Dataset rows
■ ■ ■
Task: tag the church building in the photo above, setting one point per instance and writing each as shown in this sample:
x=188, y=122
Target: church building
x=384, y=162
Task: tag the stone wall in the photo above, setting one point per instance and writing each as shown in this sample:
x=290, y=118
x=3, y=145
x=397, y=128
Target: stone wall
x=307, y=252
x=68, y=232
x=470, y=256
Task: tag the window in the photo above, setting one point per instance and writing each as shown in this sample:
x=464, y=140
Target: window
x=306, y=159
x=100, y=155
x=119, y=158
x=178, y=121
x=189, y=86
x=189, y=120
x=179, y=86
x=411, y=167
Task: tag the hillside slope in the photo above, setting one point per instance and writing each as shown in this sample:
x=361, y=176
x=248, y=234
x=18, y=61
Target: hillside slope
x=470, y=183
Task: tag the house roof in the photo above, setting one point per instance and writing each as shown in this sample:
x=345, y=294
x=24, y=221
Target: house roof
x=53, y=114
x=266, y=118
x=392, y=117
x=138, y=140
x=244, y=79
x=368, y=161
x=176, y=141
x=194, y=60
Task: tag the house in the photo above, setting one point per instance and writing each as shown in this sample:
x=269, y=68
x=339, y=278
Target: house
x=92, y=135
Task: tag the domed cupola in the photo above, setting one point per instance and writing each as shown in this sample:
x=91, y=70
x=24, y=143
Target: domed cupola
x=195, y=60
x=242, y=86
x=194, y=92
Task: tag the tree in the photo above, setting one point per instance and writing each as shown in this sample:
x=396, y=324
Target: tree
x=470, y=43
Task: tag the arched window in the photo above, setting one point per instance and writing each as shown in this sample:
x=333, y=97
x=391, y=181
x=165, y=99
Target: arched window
■ ■ ■
▸ Goal
Could you convert every line of the data above into a Markdown table with the columns "No." and "Text", numbering each row and leaving out blank lines?

▸ Full answer
| No. | Text |
|---|---|
| 1 | Task: tag the church building in the photo above, setting one point per instance and writing each as shown in this sample: |
| 2 | x=188, y=122 |
| 3 | Target: church building |
| 4 | x=384, y=162 |
| 5 | Task: tag the stone wall in the photo above, setting one point per instance and writing each as shown in this sample: |
| 6 | x=290, y=118 |
| 7 | x=3, y=145 |
| 8 | x=397, y=128 |
| 9 | Target: stone wall |
| 10 | x=307, y=252 |
| 11 | x=68, y=232 |
| 12 | x=470, y=256 |
| 13 | Task: tag the window in the photo above, setting one point per instance and writing each as shown in this sample: |
| 14 | x=464, y=140 |
| 15 | Target: window |
| 16 | x=306, y=159 |
| 17 | x=100, y=155 |
| 18 | x=119, y=158 |
| 19 | x=178, y=121 |
| 20 | x=189, y=86 |
| 21 | x=189, y=120 |
| 22 | x=179, y=86 |
| 23 | x=411, y=167 |
| 24 | Task: tag the hillside slope in the photo above, setting one point per instance and writing each as shown in this sample: |
| 25 | x=361, y=176 |
| 26 | x=248, y=234 |
| 27 | x=18, y=61 |
| 28 | Target: hillside slope |
| 29 | x=470, y=183 |
| 30 | Task: tag the house roof in the photo above, setting one point per instance and writing each as shown in this sample: |
| 31 | x=345, y=294 |
| 32 | x=24, y=221 |
| 33 | Target: house roof |
| 34 | x=53, y=114 |
| 35 | x=266, y=118 |
| 36 | x=392, y=117 |
| 37 | x=138, y=140 |
| 38 | x=244, y=79 |
| 39 | x=368, y=161 |
| 40 | x=176, y=141 |
| 41 | x=194, y=60 |
| 42 | Task: tag the house in the photo above, setting one point per instance and writing each as shown in this sample: |
| 43 | x=269, y=68 |
| 44 | x=339, y=278 |
| 45 | Target: house |
| 46 | x=92, y=135 |
| 47 | Task: tag the domed cupola in the photo above, setting one point per instance and writing each as shown in this sample: |
| 48 | x=91, y=70 |
| 49 | x=24, y=143 |
| 50 | Target: domed cupola |
| 51 | x=195, y=60 |
| 52 | x=242, y=86 |
| 53 | x=194, y=92 |
| 54 | Task: tag the tree in the photo above, setting one point per instance and writing each as shown in this sample: |
| 55 | x=396, y=324 |
| 56 | Target: tree |
| 57 | x=470, y=43 |
| 58 | Task: tag the arched window in the photo above, setting one point per instance and writing each as shown in this sample: |
| 59 | x=333, y=97 |
| 60 | x=391, y=181 |
| 61 | x=165, y=99 |
| 62 | Target: arched window |